[SET EXERCISE 1] From the records, pull out every line that contains the word "jacket", matching case exactly.

The origins of the CPA

Green Left Weekly #205 – October 3, 1995
By John Percy

On October 30, 1920, the Communist Party of Australia was founded at a meeting in Sydney attended by 26 men and women. They represented the most radical of the small socialist groups, militant trade union activists and officials and former members of the Industrial Workers of the World. Their direct inspiration was the Russian Revolution of October 1917 led by Lenin’s Bolshevik party, the first example of workers overthrowing capitalism, taking power in their own hands and setting out on the path of constructing socialism.

Although inspired by the revolution, they had limited understanding of the Bolsheviks’ strategy and the debates among Russian Marxists. Australian socialists had little contact with the European left or Lenin’s party, or access to their writings. But they aspired to emulate the Bolsheviks’ success. They saw a revolution as necessary and possible, and now they saw the model to follow.

Those at that first gathering, small as it was, together represented the best class-struggle traditions of the Australian working class.

The Industrial Workers of the World, for example, were probably the closest thing to a revolutionary organisation before the founding of the CPA. They played a strong role in the fight against conscription during World War I, an issue that mobilised large numbers of workers. Their newspaper Direct Action achieved an impressive circulation during the war, reaching a run of 15,000.

They were anarcho-syndicalists, and rejected political action as a way to achieve socialism. They believed it was necessary to build a mass industrial union movement, which would itself begin to “constitute the new society within the body of the old”. The sentiments for such a “One Big Union” were popular as the war ended.

The impetus to form the CPA also came from the strikes and working-class struggles of the previous three decades. The 1917 general strike, beginning in the railways in Sydney, gave stimulus to the One Big Union idea. This was taken up by the NSW Labour Council, which had emerged as an active and outspoken base for socialist ideas and organisation. There was a strong socialist and internationalist influence on the labour movement as a result of the experiences of the war years.

But other, countervailing, pressures also influenced those early members of the CPA. The reformist and populist tradition of the Australian labour movement was strong, itself an expression of the overriding conservative capitalist ideology.

There was a strong nationalist current in Australian culture, which found its expression in the ALP. This was a bourgeois cultural tradition, not a class-struggle tradition, and was an important factor in maintaining capitalist hegemony over the working class. This has always been a danger for Australian revolutionaries, but in the early years of the CPA it was certainly a tradition from which they found it hard to escape, and it led to some specific problems.

Even racism, in the form of support for a “white Australia”, was not absent from many of those early socialists. They also suffered from the political hangovers of the small groups they’d previously belonged to, each with its own organisational traditions, political shibboleths and tactical approaches. The early CPA was certainly not clear politically; neither was it well organised nor united.

[DATA SHOWN]
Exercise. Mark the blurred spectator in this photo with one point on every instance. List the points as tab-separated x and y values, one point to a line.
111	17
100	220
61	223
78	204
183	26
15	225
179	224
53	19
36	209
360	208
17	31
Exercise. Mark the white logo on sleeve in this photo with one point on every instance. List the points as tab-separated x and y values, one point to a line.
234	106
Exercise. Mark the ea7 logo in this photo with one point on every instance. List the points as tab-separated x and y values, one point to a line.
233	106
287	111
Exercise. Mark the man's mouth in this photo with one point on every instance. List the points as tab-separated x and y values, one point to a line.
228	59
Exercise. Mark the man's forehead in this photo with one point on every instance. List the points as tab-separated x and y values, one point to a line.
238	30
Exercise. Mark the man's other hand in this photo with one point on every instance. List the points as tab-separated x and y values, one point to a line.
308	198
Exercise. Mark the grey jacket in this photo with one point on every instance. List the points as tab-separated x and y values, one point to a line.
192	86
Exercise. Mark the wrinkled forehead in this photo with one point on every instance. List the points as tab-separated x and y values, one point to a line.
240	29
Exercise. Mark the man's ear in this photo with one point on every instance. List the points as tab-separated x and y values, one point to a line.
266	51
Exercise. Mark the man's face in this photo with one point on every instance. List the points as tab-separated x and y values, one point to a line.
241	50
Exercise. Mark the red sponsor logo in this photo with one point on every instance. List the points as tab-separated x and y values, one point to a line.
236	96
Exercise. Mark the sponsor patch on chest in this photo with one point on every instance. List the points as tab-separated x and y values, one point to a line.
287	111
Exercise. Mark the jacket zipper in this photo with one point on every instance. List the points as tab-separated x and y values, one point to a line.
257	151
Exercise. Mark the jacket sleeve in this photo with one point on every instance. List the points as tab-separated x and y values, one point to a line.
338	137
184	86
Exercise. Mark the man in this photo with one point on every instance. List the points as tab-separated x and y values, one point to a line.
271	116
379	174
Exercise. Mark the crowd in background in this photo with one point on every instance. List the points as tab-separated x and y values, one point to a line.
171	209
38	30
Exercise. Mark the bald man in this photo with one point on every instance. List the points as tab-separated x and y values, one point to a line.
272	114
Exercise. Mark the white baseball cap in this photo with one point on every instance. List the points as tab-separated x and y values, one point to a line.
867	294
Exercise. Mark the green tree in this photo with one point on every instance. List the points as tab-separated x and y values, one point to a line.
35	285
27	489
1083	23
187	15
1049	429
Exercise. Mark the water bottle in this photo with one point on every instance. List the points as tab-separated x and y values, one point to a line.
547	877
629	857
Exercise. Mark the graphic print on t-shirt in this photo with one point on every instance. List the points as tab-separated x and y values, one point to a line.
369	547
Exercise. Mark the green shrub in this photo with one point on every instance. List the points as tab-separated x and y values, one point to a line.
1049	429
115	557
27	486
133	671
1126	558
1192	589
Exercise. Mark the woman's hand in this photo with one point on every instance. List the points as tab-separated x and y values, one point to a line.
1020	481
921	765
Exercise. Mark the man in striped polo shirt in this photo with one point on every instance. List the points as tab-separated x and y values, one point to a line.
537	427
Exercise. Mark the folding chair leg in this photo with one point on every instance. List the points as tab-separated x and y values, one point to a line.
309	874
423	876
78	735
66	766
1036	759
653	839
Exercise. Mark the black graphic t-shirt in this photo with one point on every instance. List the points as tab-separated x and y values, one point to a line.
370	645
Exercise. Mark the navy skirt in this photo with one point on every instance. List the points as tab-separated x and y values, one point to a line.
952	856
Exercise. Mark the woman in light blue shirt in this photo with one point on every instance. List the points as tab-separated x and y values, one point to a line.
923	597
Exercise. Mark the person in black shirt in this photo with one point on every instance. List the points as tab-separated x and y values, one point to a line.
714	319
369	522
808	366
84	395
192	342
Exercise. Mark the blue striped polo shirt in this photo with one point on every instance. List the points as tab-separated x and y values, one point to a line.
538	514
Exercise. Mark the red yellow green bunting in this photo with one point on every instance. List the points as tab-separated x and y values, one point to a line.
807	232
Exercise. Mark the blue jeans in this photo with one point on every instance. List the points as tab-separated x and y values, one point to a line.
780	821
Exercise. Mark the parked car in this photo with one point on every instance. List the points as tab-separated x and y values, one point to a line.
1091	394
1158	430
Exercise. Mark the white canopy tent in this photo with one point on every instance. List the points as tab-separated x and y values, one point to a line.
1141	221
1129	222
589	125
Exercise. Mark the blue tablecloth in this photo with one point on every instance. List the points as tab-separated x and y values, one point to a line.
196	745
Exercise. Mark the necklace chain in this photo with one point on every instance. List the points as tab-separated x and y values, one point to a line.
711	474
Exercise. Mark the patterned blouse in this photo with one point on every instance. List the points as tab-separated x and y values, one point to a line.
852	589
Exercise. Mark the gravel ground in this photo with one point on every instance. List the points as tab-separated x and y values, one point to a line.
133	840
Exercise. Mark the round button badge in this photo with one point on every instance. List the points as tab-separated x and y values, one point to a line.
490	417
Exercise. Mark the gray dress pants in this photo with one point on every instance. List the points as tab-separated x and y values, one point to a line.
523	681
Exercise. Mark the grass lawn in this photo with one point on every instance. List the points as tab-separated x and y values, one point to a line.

[SET EXERCISE 2]
Answer these from the article on the origins of the CPA:
(a) How many people attended the meeting in Sydney at which the Communist Party of Australia was founded?
(b) What run did the newspaper Direct Action reach during the war?
(c) Where did the 1917 general strike begin?

[FULL RESPONSE 1]
Exercise. Mark the grey jacket in this photo with one point on every instance. List the points as tab-separated x and y values, one point to a line.
Exercise. Mark the jacket zipper in this photo with one point on every instance. List the points as tab-separated x and y values, one point to a line.
Exercise. Mark the jacket sleeve in this photo with one point on every instance. List the points as tab-separated x and y values, one point to a line.

[FULL RESPONSE 2]
(a) 26 men and women.
(b) 15,000.
(c) In the railways in Sydney.